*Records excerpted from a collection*
>>>
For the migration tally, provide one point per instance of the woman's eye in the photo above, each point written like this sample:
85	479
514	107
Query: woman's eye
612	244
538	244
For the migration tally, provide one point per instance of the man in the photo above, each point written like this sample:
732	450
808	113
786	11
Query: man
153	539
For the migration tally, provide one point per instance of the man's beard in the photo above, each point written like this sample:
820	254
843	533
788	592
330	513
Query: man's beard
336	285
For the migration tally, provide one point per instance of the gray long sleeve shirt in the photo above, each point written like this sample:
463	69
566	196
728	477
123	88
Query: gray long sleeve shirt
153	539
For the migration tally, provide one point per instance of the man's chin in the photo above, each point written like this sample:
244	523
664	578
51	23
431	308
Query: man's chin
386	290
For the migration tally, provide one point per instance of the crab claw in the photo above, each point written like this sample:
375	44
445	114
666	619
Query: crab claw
<<<
>>>
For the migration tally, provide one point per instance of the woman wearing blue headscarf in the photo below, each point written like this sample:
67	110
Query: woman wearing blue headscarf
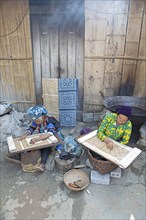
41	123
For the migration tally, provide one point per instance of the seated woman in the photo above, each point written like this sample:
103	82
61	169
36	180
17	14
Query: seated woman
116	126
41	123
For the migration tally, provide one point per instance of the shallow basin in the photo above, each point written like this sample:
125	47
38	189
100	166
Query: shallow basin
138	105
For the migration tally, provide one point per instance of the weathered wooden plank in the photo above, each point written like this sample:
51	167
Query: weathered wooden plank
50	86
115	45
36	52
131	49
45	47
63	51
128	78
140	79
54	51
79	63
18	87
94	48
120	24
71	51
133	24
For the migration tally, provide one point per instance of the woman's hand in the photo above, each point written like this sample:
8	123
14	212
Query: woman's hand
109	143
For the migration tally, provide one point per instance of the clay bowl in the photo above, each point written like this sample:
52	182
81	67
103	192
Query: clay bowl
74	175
<<<
>>>
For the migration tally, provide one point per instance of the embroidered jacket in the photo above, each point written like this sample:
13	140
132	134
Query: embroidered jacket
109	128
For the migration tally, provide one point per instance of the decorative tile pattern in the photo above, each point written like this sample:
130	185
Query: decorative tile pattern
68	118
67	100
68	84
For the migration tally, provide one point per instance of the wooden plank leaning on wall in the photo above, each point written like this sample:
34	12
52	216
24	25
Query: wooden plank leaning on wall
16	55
<<<
*WHAT THE TASK ASKS*
Output the lines of the material above as a JSON list of strings, one string per line and no blank lines. Begin at the line that contains "the woman's eye" and stop after the line that contains "Query: crab claw".

*RESPONSE FOR THIS EXERCISE*
[
  "For the migration tally, provide one point per instance of the woman's eye in the photo above, each point written like this sample:",
  "85\t479",
  "514\t107",
  "Query: woman's eye",
  "612\t244",
  "538\t244",
  "For the migration tally, provide one point per instance of the man in the photo above, each point written like this sample:",
  "732\t450",
  "808\t113",
  "786\t11",
  "Query: man",
  "153\t539",
  "For the migration tally, provide one point per instance of the man's beard in the photo above, each point written like this sample:",
  "820\t254",
  "843\t533",
  "788\t592",
  "330\t513",
  "Query: man's beard",
  "336\t285",
  "For the migration tally, provide one point per instance of the gray long sleeve shirt in the photo above, each point written like this sample:",
  "463\t69",
  "566\t196",
  "728\t477",
  "123\t88",
  "Query: gray long sleeve shirt",
  "153\t539",
  "For the migration tally, provide one point per instance of the man's chin in the photo above, each point written like this sample:",
  "244\t523",
  "664\t578",
  "51\t23",
  "431\t308",
  "Query: man's chin",
  "386\t290",
  "For the migration tally, provide one point per instance of the crab claw in the photo above, each point written like this sample:",
  "375\t44",
  "445\t114",
  "666\t619",
  "Query: crab claw"
]